Howdy everyone,
It’s been so hot lately. It’s 27 degrees outside as I write this, and I’m melting in my apartment. To me, summer gives off a creative, lazy energy. I can feel it when the sun sets close to 9. It takes its time, stretching its light indolently, like it’s not in a hurry to leave.
To be honest, I hate being hot. The sun burns my calves as I squint my whole walk home, and I can feel my back get all sweaty. But there are still lots to enjoy about summer. Like picnics in the park, hotdogs around a campfire, and summer strawberries.
Someone I follow (@hotjamnpreserves) makes a sea salt strawberry jam, and my artisan-crafted algorithm was telling me to make roasted strawberries. So I thought I’d combine the two to make Sea Salt Roasted Strawberries.
I used Stella Park’s recipe but put my own spin on it. The idea of roasting strawberries is that you could take grocery store strawberries and make them taste like they’ve been picked at peak ripeness. I wanted to add an essence of a sea salty summer, and like salt acid something something salt brings out sweetness you know?
The result are these tender berries that are more strawberry than strawberries alone: super tart, salty, and sweet. I was a little unsure what to do with it, but I put it in this cake I was making. The combo of cream + strawberries is so classic right, but the combo with the sea salted strawberries is insane.

(Work instructions) Continue the post about sea salt roasted strawberries, picking up right after its final sentence.

(Information)
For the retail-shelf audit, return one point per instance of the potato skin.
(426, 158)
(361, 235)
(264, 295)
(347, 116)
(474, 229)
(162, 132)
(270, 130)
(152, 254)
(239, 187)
==
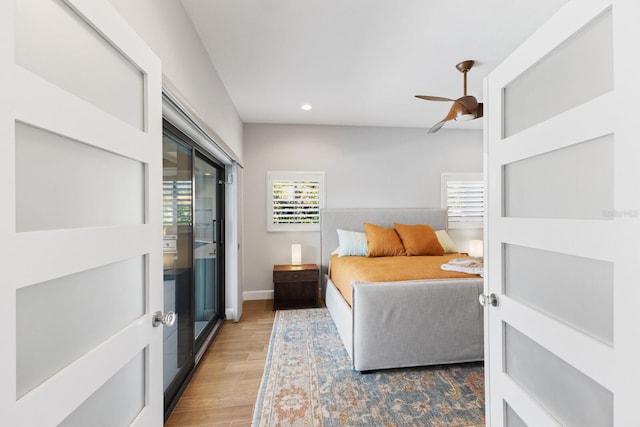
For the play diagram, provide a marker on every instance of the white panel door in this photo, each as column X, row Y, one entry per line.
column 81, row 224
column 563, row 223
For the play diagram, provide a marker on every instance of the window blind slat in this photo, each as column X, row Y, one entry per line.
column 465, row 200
--
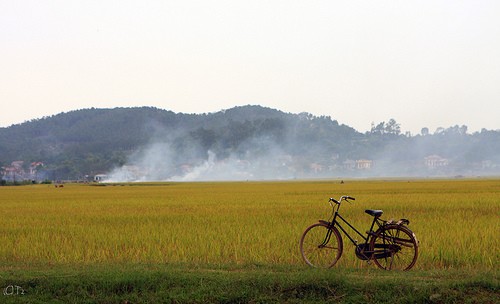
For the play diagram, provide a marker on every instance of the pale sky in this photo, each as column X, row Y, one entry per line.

(Response for this exercise)
The cream dampens the tartness, and there’s just such a bright, fruity flavor. Usually these cream cakes are so cream-forward, but here, it’s like 1:1 equality of cream and strawberry flavor. I feel like I’ve reached new heights of strawberry flavor like there’s something so great here.
My version of the recipe is available on my website! Sorry to add another external link, but I guess this post isn’t really about the strawberries.
It’s more about my uggo cake fail.
I was so sad that it collapsed, but I kind of knew it would.
It was my own indecisiveness that did it. I thought I wanted to make a dome cake, so I cut the edges. But then I changed my mind and frosted it like a straight cake. The cake didn’t have enough structure and ending up collapsing.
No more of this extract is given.